EXTRAIT DE PAGE:
..........

Le Journal de Tintin fête ses 77 ans !

Journal-Tintin

Tintin, le journal des 7 à 77 ans, aurait aujourd’hui… 77 ans. D’où la publication de cet épais volume de près de 400 pages, coédité par Le Lombard et Moulinsart. Lancé en Belgique en septembre 1946, cet hebdomadaire cesse sa publication en novembre 1988. En ces années lointaines, le Journal de Tintin a deux rivaux : celui de Spirou – qui existe encore –, puis Pilote. La spécificité de ces trois publications plébiscitées par la jeunesse d’alors ? Les histoires à suivre, dans la tradition des feuilletons d’autrefois. Chaque semaine, une page ou deux s’achèvent sur un insoutenable suspense et puis… et puis, il faut encore attendre sept jours pour en connaître un dénouement se concluant sur un autre rebondissement. Et ainsi de suite, jusqu’au mot « fin ».

À y bien réfléchir, cette école répétée de la patience et de la frustration aura beaucoup fait, au siècle dernier, pour l’éducation des enfants, à rebours de l’actuelle tyrannie de l’immédiateté. On notera qu’à l’époque, Pif, lui aussi disparu, joue la contre-programmation en publiant des récits complets ; faut-il y voir une première trahison sociétale de ce journal détenu par le PCF ? Ne poussons pas jusque-là le bouchon et revenons-en plutôt à la rivalité historique entretenue avec son homologue Spirou.

Spirou contre Tintin : la guerre des boutons

Dans les cours de récréation, c’est une nouvelle guerre des boutons. Tintin contre Spirou ? Un conflit inexpiable dans lequel il n’y a pas de prisonniers, comme viendra plus tard celui opposant fans des Beatles à ceux des Rolling Stones. De fait, ces deux héros ne sont pas de même nature.

Spirou est la propriété de son éditeur, Dupuis. Tintin de son créateur, Hergé. Spirou a donc pu connaître mille autre vies ; mais Tintin, non ; son père de papier ayant décidé de manière testamentaire, avant de rendre l’âme au grand scénariste et dessinateur de toutes choses, le 3 mars 1983, que sa créature ne lui survivrait pas. Voilà qui peut se comprendre, le défunt Gérard de Villiers ayant fait de même avec son épigone littéraire, le prince Malko Linge, plus connu sous l’acronyme de SAS.

A contrario, Edgar P. Jacobs, autre pilier historique du journal Tintin, permet à d’autres que lui de continuer à faire vivre Blake et Mortimer. Ce qui explique pourquoi, dans ce magnifique album censé célébrer Tintin et son journal, il y ait un absent de taille : le reporter du Petit Vingtième. Pour autant, si ce dernier n’est plus et quoique éternel célibataire, il nous a légué de nombreux enfants, tous ici mis à l’honneur.

..........

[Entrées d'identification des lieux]
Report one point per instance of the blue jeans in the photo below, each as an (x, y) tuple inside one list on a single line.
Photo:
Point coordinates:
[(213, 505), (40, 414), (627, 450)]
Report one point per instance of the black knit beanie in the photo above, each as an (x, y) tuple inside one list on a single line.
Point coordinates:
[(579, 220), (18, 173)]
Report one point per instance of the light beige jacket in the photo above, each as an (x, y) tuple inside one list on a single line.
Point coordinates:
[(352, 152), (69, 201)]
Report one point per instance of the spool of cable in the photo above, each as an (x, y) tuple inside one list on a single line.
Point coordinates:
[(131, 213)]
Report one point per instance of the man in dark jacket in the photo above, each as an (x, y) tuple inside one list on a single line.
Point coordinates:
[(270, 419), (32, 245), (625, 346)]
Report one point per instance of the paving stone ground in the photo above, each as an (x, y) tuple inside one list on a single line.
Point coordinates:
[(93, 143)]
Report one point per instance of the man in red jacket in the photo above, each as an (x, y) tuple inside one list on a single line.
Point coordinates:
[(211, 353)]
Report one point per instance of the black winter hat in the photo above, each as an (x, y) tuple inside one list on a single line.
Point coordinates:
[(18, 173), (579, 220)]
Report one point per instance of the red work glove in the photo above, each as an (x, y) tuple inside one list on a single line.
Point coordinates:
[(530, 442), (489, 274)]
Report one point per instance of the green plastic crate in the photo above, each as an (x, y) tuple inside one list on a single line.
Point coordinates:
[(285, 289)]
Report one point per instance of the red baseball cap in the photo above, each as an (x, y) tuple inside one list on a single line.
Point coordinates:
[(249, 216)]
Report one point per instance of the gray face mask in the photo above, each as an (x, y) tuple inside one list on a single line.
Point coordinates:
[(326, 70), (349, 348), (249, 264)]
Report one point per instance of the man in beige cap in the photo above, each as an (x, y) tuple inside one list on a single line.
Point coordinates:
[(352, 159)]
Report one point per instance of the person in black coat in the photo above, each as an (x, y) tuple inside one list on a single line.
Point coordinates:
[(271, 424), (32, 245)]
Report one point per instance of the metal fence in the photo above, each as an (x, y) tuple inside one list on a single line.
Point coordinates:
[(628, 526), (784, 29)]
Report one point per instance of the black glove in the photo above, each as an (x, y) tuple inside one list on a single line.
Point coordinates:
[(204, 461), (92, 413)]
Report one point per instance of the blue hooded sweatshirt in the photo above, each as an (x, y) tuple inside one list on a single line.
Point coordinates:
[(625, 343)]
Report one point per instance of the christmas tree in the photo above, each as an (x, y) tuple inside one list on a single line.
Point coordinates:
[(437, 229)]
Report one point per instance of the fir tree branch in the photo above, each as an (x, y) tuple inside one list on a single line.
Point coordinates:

..........

CONSIGNES À SUIVRE:
Recopiez sans rien changer le passage de l'article sur le Journal de Tintin qui commence à « A contrario, Edgar » et se termine à « mis à l’honneur. ».

RÉPONSE CORRECTE:
A contrario, Edgar P. Jacobs, autre pilier historique du journal Tintin, permet à d’autres que lui de continuer à faire vivre Blake et Mortimer. Ce qui explique pourquoi, dans ce magnifique album censé célébrer Tintin et son journal, il y ait un absent de taille : le reporter du Petit Vingtième. Pour autant, si ce dernier n’est plus et quoique éternel célibataire, il nous a légué de nombreux enfants, tous ici mis à l’honneur.